** start Records shown **
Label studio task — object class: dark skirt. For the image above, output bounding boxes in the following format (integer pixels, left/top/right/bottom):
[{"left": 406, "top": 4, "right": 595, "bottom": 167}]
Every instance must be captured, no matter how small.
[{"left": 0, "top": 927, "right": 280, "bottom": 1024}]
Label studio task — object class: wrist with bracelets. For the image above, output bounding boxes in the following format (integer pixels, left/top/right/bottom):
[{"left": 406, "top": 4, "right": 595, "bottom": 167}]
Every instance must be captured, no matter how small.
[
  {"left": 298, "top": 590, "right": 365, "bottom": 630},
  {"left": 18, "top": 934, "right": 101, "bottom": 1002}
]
** end Records shown **
### What to work on
Copy out the listing above line for line, leaving every character unchanged.

### Complete output
Label studio task — object class: dark skirt. For the image above, output bounding boxes in the following format (integer pixels, left/top/right/bottom):
[{"left": 406, "top": 4, "right": 595, "bottom": 167}]
Every instance must be captured, no matter how small.
[{"left": 0, "top": 927, "right": 280, "bottom": 1024}]
Label studio task — object class: wrist with bracelets. For the image above, output bounding boxes in the following format (integer pixels, left/top/right/bottom):
[{"left": 406, "top": 4, "right": 595, "bottom": 167}]
Every instance must be captured, no matter how small.
[
  {"left": 298, "top": 590, "right": 365, "bottom": 630},
  {"left": 18, "top": 934, "right": 101, "bottom": 1002}
]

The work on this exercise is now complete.